» **Consignes de l’exercice**:
1. Pour chacune des affirmations (a), (b) et (c), indiquez par oui ou par non si elle concorde avec le texte sur Rav Méïr Sim’ha de Dvinsk. Justifiez chaque réponse en citant mot pour mot le passage décisif.
(a) L’auteur du Mechekh ‘Hokhma est mort durant l’été 1926.
(b) Le commentaire cité porte sur Parachat Be’houkotaï.
(c) Dans la grille de lecture décrite, le déterminant négatif qui appelle les catastrophes serait l’exil.
2. Dans le texte sur Rav Méïr Sim’ha de Dvinsk, quel terme désigne la tendance à l’innovation religieuse ?
3. Reprenez le texte sur Rav Méïr Sim’ha de Dvinsk à la suite de sa dernière phrase et poursuivez-le.

━━━ Texte fourni

A ceux qui voulaient « voir en Berlin leur Jérusalem », Rav Méïr Sim’ha HaCohen de Dvinsk promettait, dans son célèbre commentaire sur Parachat Be’houkotaï, « une tempête à la violence redoublée qui les jetterait dans un nouvel exil lointain ». L’auteur du Mechekh ‘Hokhma a quitté le monde durant l’été 1926, laissant celui-ci à sa terrible histoire. La « tempête » n’a pas fait que bousculer par la déferlante le peuple juif d’Europe meurtri par ses multiples fractures idéologiques et identitaires. Elle a emporté dans les cendres jusqu’au pronostic lui-même.

Demeure cependant ce texte qui dérange. Une grille de lecture de l’Histoire en apparence verrouillée dont le déterminant négatif, celui qui appelle périodiquement toutes les catastrophes, serait la tendance à l’innovation religieuse, le ‘Hidouch. L’héritage traditionnel revisité par les jeunes loups, tout le peuple redeviendrait agneau, remis à nu, ailleurs, par les affres de l’exil. Fallait-il que ce trauma mainte fois ravivé au regard de l’Histoire jetât à jamais la suspicion voire l’anathème sur toute velléité de ‘Hidouch ? Rien ne commande de s’en tenir à cette caricature sauf à abdiquer devant le décryptage d’un grand texte, complexe, subtil.

━━━━━━
━━━ Données fournies

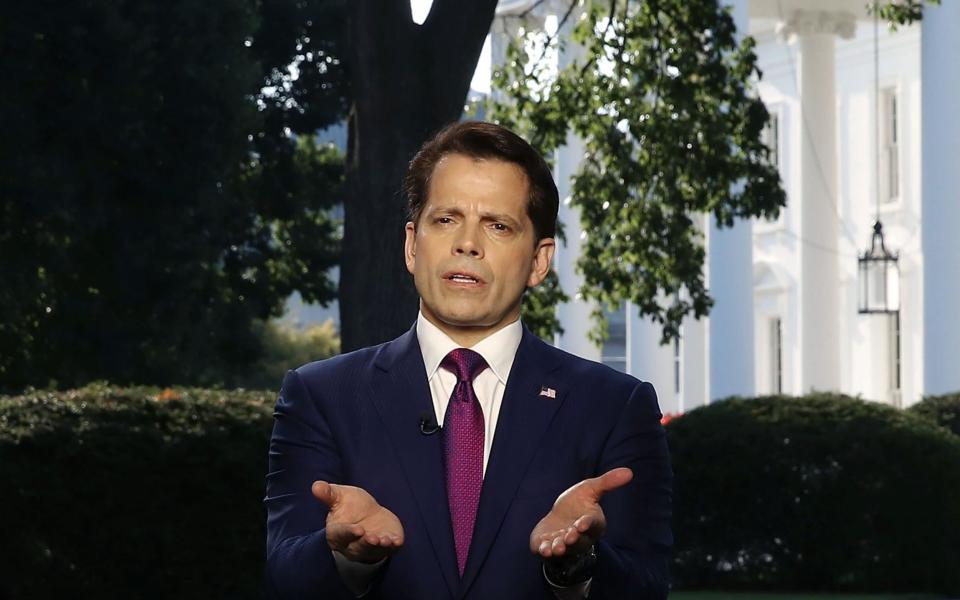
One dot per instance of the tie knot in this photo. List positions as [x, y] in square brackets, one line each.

━━━━━━
━━━ Données fournies

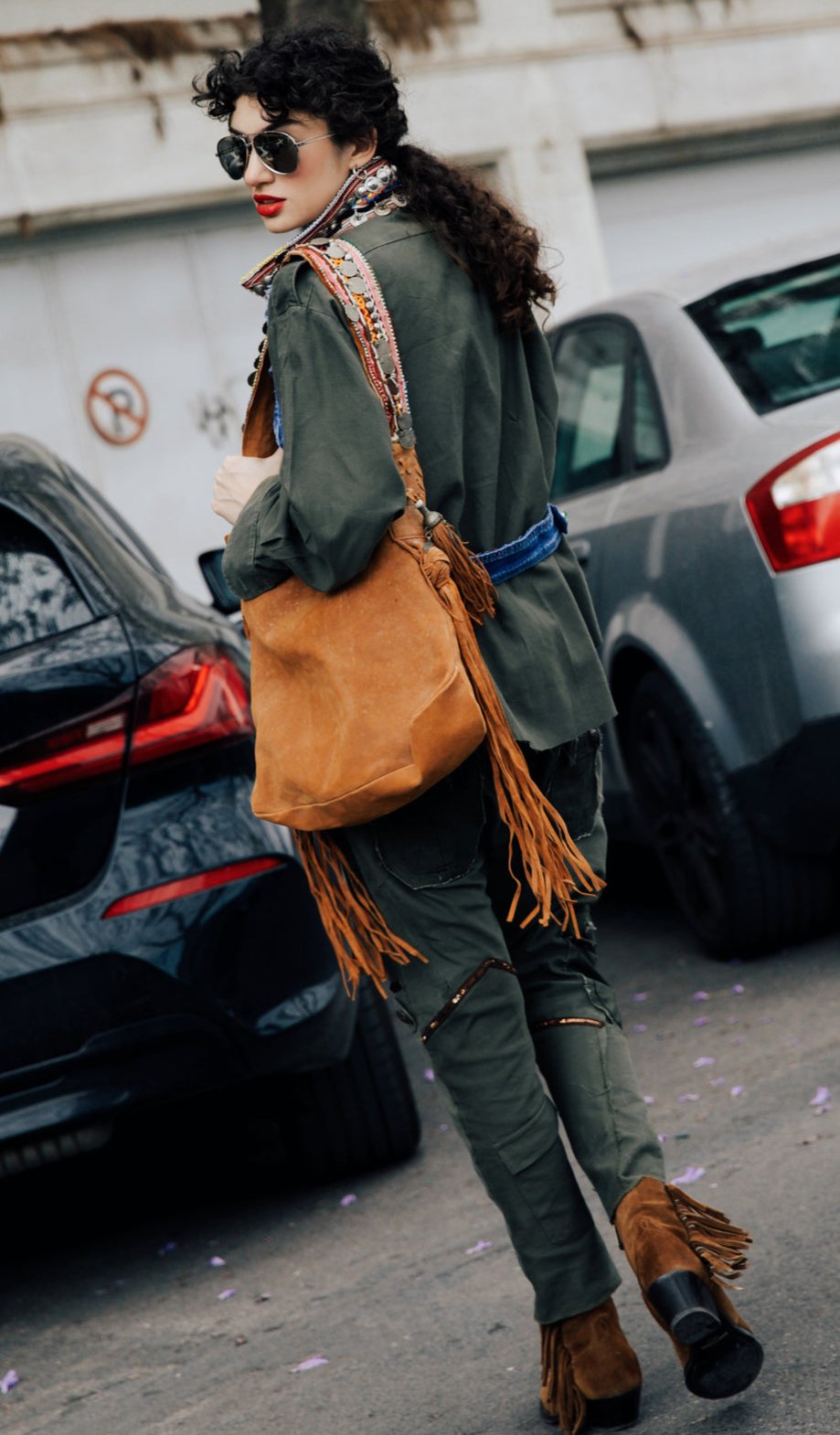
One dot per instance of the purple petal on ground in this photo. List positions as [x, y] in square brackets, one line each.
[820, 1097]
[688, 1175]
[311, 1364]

━━━━━━
━━━ Données fournies

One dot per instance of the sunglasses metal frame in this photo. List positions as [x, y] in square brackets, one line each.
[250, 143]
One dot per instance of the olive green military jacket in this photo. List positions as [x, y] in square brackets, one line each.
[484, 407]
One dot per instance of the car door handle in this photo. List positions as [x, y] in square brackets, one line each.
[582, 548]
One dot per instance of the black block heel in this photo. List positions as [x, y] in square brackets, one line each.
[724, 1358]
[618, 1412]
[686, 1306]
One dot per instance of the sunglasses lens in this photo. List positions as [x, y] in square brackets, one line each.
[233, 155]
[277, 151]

━━━━━━

» **Réponses par consigne**:
1.
(a) Oui : « L’auteur du Mechekh ‘Hokhma a quitté le monde durant l’été 1926 ».
(b) Oui : « dans son célèbre commentaire sur Parachat Be’houkotaï ».
(c) Non : « serait la tendance à l’innovation religieuse, le ‘Hidouch ».

2. Le ‘Hidouch.

3.
La réflexion du Mekhekh ‘Hokhma porte sur le verset de chute prenant le contrepied d’une terrifiante litanie de malédictions : « Et pourtant, même alors, quand ils se trouveront relégués dans le pays de leurs ennemis, je ne les aurai ni dédaignés ni repoussés au point de les anéantir, de dissoudre mon alliance avec eux ; car je suis l'Éternel, leur Dieu ! » (Lévitique XXVI,44)

Dédain, rejet, anéantissement et reniement de l’Alliance évités de justesse, contenus in extremis par la Providence : tout semble relever d’une intentionnalité et vise à démontrer que « l’Eternel » est bien « leur Dieu », seul capable d’une telle intention et d’une telle dextérité dans l’administration du malheur. Nous serait-il donné de comprendre comment et pourquoi ? Le commentaire relève avec l’humilité et la réserve requises ce défi. Cela suppose un découpage de l’Histoire, une dialectique de l’exil et une élaboration critique des notions de ‘Hidouch et de citoyenneté.

 

Un découpage de l’histoire

Tout commence par une double finalité : offrir à l’ère messianique, au terme des siècles, un peuple de l’Alliance, fidèle à lui-même en tant que descendant des patriarches et une Torah transmise non moins fidèlement, exempte des scories et des trahisons, conservée dans sa pureté et dans son authenticité. Tout le reste, dès lors que ce peuple est au contact d’autres que lui, n’est que stratégie en réponse à l’obsédante question : comment contenir les risques d’assimilation et d’altération de l’héritage ?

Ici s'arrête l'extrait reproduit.